#### STATED EXERCISE:
In the listing below, change every "drop a single pin" to "place one marker" and leave all other text as it is.

#### TASK MATERIAL:

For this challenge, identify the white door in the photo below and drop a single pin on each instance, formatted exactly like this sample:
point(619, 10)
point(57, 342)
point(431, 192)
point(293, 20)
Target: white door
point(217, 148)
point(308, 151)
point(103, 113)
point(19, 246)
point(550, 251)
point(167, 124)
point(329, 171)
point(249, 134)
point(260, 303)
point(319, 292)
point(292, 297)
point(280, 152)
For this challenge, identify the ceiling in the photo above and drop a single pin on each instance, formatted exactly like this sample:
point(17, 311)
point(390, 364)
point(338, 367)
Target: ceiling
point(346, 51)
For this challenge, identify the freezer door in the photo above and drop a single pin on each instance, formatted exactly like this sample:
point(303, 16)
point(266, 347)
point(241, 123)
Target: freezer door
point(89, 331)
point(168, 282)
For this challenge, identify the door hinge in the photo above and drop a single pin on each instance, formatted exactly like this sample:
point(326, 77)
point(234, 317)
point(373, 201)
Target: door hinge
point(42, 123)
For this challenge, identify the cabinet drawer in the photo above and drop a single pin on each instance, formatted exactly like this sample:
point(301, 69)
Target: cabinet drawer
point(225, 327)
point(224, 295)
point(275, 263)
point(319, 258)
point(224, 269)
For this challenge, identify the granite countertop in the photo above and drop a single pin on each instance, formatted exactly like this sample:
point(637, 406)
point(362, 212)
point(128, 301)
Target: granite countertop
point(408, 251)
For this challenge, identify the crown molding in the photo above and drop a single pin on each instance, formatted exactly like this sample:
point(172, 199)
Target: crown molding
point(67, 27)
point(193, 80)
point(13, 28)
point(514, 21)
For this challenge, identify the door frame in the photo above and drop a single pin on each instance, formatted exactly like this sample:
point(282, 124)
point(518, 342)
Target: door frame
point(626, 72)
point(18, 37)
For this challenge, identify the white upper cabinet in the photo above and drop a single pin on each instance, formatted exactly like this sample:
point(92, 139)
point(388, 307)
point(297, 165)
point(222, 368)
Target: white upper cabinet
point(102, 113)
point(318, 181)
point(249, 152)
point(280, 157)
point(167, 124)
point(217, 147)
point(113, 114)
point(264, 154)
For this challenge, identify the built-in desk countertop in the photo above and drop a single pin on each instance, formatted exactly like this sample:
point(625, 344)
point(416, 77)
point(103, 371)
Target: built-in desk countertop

#### EXERCISE RESULT:
For this challenge, identify the white door in the photo below and place one marker on each instance, formatted exactly like this sample:
point(619, 10)
point(57, 342)
point(431, 192)
point(293, 20)
Target: white door
point(217, 148)
point(308, 151)
point(103, 113)
point(19, 246)
point(550, 251)
point(167, 124)
point(329, 171)
point(249, 134)
point(260, 303)
point(319, 292)
point(292, 297)
point(280, 152)
For this challenge, identify the ceiling in the photo above and place one marker on each instance, formatted exactly like this sample:
point(17, 311)
point(390, 364)
point(338, 367)
Target: ceiling
point(346, 51)
For this challenge, identify the freezer door in the photo above and place one marker on each instance, formatted exactly like this sample:
point(303, 16)
point(266, 347)
point(241, 123)
Target: freezer door
point(89, 331)
point(168, 282)
For this challenge, identify the door hinge in the photo above and place one marker on each instance, formatted exactly like this sample:
point(326, 77)
point(234, 317)
point(373, 201)
Target: door hinge
point(42, 123)
For this challenge, identify the cabinet drawer in the photo above and place one marker on each instance, formatted exactly like this sample:
point(301, 69)
Target: cabinet drawer
point(225, 327)
point(224, 295)
point(275, 263)
point(319, 258)
point(224, 269)
For this challenge, identify the granite countertop in the photo above and place one marker on each instance, formatted exactly like this sample:
point(637, 406)
point(362, 212)
point(128, 301)
Target: granite countertop
point(408, 251)
For this challenge, identify the crown molding in the photo above and place one marker on each instance, formatted exactly like this sample:
point(172, 199)
Target: crown molding
point(67, 27)
point(193, 80)
point(13, 28)
point(514, 21)
For this challenge, identify the door frame in the photo above and place one marker on each instance, formatted exactly like this sample:
point(282, 124)
point(518, 342)
Target: door frame
point(626, 72)
point(18, 37)
For this challenge, identify the white upper cabinet in the photo above and place one marker on each instance, formatted exactly like this sample:
point(92, 139)
point(388, 307)
point(297, 165)
point(222, 368)
Target: white upper cabinet
point(102, 113)
point(318, 181)
point(249, 152)
point(280, 157)
point(167, 124)
point(217, 147)
point(113, 114)
point(264, 154)
For this challenge, identify the built-in desk countertop in the photo above and place one marker on each instance, formatted exactly like this sample:
point(625, 344)
point(416, 77)
point(103, 371)
Target: built-in desk countertop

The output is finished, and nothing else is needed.